Problem to work on - With every mark kept, transcribe all of the records.

Data provided -

......

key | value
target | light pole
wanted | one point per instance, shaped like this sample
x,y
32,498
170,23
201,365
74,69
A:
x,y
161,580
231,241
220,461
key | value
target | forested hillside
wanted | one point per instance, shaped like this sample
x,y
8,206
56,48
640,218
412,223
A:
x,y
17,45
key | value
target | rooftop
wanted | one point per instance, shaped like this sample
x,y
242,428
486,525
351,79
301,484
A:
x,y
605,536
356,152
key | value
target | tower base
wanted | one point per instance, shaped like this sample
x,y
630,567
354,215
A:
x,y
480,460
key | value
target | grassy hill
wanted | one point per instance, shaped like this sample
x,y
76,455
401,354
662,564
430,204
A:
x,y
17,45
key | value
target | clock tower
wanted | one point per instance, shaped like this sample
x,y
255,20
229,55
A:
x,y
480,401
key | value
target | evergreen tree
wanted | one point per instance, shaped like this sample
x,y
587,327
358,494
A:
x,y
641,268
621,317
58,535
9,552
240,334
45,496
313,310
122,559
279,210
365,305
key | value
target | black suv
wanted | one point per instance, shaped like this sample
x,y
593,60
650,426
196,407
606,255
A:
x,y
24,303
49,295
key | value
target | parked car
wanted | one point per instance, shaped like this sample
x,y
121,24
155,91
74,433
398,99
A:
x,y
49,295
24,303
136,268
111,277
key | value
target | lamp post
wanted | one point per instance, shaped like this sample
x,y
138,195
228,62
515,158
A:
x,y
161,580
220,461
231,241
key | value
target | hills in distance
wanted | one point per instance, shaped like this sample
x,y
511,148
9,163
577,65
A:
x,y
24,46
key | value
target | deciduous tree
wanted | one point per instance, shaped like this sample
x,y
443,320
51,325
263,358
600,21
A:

......

Answer to the problem -
key | value
target | light pole
wanted | one point per instance, shaped like this sample
x,y
32,498
170,23
201,365
74,69
A:
x,y
161,580
231,241
220,461
key | value
target | forested hillside
wanted | one point per instance, shaped like this sample
x,y
8,206
56,48
640,218
412,223
A:
x,y
17,45
key | value
target | rooftop
wanted | one point per instance, shaped like this sample
x,y
242,428
486,525
351,79
301,484
A:
x,y
605,536
356,152
key | value
target | tower base
wanted | one point per instance, shaped like this sample
x,y
630,567
354,215
A:
x,y
480,460
key | value
target | grassy hill
wanted | one point per instance, shaped like this sample
x,y
76,455
401,354
662,564
430,204
A:
x,y
17,45
key | value
target | clock tower
wanted | one point per instance, shaped like this sample
x,y
255,20
229,55
A:
x,y
480,401
key | value
target | evergreen tree
wanted | one point per instance, shaped like this sample
x,y
587,327
358,494
A:
x,y
641,268
621,317
58,535
9,552
240,334
45,496
313,310
122,559
279,210
365,305
key | value
target | black suv
wanted | one point per instance, shaped like this sample
x,y
593,60
650,426
196,407
606,255
A:
x,y
24,303
49,295
key | value
target | parked car
wanted | one point per instance, shaped like this sample
x,y
121,24
155,91
74,433
398,99
A:
x,y
49,295
24,303
136,268
111,277
key | value
target | lamp post
wanted | one point per instance, shaped like this sample
x,y
138,195
228,62
515,158
A:
x,y
161,580
220,461
231,241
key | value
target | hills in distance
wanted | one point per instance, shaped like this sample
x,y
511,148
9,163
577,65
A:
x,y
24,46
key | value
target | deciduous tree
wanted | one point per instance, shaped like this sample
x,y
443,320
51,325
263,358
600,21
A:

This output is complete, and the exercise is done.